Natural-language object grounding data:

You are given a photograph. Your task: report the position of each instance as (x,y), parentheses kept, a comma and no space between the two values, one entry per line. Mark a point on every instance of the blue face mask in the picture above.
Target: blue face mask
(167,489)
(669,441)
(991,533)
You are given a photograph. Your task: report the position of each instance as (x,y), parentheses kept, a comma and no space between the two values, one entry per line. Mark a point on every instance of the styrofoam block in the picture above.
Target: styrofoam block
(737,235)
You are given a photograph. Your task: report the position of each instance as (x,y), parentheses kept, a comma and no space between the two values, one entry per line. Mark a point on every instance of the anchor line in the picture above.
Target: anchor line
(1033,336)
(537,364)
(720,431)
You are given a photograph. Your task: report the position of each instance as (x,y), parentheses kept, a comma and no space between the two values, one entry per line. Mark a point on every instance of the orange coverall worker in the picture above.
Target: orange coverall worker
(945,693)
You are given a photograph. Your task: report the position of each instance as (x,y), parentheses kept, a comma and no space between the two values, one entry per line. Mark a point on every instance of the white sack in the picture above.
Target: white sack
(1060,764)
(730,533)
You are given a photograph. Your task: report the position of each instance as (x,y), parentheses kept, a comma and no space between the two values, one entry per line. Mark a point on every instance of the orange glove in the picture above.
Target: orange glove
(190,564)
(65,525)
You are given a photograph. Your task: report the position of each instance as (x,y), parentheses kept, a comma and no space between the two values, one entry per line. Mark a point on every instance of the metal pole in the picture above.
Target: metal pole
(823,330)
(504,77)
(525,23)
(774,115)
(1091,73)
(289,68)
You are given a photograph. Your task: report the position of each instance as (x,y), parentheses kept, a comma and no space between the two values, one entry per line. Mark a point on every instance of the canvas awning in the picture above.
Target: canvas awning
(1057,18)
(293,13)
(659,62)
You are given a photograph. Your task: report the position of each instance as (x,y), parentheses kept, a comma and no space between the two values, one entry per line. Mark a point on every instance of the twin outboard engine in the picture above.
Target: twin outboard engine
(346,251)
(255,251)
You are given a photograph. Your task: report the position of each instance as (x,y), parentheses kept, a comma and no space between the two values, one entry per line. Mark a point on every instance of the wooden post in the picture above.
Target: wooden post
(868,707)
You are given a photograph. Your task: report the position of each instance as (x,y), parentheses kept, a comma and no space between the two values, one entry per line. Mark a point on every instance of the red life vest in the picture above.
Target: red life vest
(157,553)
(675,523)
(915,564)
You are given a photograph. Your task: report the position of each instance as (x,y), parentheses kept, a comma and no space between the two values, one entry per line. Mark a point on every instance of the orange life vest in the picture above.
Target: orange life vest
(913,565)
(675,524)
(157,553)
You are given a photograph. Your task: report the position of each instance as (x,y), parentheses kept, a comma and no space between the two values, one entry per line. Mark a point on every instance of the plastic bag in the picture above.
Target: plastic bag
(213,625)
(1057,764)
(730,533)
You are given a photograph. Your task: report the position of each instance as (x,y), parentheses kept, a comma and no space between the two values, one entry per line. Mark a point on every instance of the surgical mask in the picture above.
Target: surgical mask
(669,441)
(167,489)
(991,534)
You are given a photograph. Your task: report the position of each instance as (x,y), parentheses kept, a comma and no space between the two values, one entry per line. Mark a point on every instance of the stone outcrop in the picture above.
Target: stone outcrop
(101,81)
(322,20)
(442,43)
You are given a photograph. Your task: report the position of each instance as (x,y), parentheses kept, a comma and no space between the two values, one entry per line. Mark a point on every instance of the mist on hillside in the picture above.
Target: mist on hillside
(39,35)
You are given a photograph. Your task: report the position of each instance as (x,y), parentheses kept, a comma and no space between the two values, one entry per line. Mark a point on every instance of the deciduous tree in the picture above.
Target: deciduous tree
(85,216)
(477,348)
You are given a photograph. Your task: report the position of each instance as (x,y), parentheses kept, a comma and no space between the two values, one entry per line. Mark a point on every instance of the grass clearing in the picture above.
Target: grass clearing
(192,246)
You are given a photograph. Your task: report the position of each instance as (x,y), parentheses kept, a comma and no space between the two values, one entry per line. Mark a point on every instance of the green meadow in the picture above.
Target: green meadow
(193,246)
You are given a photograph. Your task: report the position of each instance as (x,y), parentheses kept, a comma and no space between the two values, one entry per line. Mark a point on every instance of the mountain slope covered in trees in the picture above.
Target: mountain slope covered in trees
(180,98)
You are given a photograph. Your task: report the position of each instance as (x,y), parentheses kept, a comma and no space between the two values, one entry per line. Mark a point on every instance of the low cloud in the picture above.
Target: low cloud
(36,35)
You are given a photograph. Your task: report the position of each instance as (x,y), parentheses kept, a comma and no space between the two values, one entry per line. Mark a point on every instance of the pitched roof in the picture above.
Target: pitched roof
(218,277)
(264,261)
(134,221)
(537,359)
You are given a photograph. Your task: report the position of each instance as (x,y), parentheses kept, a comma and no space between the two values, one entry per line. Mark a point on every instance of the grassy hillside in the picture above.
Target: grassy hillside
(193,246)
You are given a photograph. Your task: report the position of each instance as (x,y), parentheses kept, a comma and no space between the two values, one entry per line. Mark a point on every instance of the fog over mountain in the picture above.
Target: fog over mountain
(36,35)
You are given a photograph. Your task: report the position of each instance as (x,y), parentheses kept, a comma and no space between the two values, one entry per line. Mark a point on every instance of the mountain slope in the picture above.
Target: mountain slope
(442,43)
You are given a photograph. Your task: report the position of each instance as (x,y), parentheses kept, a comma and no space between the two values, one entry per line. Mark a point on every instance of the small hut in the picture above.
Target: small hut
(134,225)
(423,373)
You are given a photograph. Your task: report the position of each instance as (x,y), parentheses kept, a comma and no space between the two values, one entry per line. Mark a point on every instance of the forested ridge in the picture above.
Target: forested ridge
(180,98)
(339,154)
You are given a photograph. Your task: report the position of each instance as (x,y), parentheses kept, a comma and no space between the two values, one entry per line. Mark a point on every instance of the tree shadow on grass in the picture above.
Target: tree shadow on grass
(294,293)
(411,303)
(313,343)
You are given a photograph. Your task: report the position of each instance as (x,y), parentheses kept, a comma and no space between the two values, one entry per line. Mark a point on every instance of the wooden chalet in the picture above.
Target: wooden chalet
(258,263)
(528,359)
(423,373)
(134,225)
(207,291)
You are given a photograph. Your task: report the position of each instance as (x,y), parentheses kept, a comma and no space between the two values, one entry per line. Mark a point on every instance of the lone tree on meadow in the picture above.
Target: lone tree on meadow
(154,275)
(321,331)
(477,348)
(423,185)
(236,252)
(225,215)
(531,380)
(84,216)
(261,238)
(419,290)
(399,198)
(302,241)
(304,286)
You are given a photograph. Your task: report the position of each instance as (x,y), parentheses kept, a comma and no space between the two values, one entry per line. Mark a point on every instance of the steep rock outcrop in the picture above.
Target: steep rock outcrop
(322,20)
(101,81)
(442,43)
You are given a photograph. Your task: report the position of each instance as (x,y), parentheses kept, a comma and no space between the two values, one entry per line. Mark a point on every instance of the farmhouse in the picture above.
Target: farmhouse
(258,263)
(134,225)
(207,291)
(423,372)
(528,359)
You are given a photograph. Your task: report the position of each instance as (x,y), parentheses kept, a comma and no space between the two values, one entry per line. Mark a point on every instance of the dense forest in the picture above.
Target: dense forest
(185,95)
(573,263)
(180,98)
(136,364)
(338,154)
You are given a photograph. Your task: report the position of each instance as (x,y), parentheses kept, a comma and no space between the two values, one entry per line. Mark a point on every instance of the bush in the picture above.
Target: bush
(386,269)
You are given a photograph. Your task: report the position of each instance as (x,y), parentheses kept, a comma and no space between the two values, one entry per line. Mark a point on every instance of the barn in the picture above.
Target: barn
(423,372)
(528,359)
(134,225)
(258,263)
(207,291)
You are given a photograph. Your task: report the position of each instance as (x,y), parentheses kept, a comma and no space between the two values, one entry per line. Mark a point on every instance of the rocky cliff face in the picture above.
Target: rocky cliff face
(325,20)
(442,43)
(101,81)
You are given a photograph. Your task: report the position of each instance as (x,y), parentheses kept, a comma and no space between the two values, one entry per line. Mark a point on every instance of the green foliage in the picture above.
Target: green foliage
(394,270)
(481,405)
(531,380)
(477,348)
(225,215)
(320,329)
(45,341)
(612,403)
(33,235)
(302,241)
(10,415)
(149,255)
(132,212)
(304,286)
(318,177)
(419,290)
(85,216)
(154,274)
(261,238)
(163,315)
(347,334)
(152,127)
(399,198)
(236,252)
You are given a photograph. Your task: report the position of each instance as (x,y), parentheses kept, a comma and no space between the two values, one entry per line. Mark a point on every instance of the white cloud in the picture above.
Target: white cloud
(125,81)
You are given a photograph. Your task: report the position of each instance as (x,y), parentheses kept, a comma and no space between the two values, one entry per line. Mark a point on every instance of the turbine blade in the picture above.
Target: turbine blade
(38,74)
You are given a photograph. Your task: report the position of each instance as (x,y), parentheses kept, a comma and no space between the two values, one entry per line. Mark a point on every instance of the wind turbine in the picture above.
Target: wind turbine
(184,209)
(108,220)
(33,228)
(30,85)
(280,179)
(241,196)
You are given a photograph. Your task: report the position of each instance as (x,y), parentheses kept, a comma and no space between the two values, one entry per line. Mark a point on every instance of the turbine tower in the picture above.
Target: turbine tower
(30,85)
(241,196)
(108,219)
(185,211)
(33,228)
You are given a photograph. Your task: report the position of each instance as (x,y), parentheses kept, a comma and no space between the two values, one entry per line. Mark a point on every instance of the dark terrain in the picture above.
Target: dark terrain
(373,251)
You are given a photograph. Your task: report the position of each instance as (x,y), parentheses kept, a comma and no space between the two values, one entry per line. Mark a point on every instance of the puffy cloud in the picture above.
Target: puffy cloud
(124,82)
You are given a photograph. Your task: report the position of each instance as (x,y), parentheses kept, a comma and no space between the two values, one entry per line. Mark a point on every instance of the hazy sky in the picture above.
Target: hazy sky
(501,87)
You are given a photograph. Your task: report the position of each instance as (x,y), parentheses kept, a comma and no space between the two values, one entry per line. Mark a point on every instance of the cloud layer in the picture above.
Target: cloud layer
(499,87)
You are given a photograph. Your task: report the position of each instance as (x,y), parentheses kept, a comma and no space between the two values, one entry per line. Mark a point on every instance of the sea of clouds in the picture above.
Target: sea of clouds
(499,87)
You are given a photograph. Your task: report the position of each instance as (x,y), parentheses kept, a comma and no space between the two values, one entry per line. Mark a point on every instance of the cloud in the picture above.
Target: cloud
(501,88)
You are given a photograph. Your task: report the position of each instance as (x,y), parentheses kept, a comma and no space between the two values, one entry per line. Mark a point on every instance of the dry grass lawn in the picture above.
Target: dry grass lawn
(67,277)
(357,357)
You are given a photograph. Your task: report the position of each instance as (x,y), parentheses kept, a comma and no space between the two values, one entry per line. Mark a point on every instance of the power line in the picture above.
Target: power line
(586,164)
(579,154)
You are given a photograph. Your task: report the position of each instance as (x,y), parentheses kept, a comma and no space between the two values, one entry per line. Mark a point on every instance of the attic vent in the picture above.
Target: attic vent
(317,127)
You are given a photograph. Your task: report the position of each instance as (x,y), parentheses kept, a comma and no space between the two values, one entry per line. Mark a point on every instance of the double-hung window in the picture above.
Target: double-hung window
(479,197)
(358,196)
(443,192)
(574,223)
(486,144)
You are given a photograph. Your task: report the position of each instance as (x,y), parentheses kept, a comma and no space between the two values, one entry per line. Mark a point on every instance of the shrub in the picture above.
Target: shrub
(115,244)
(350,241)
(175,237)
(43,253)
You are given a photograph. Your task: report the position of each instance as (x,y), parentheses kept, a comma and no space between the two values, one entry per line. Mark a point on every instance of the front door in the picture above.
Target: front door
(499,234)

## Task description
Copy word for word the stretch of entries above from the line that has "Target: white cloud" through the line that has "turbine in the picture above.", both ends included, and nothing outside it.

## Written response
Target: white cloud
(125,81)
You are given a photograph. Your task: report the position of each instance as (x,y), parentheses kept, a comma and no space between the two values, one entry per line. Mark a point on every instance of the turbine blade in the picture above.
Target: turbine blade
(38,74)
You are given a photograph. Your task: report the position of each instance as (x,y), parentheses kept, a comma and no space between the two values, one entry per line. Mark a point on every instance of the wind turbine in the picture above.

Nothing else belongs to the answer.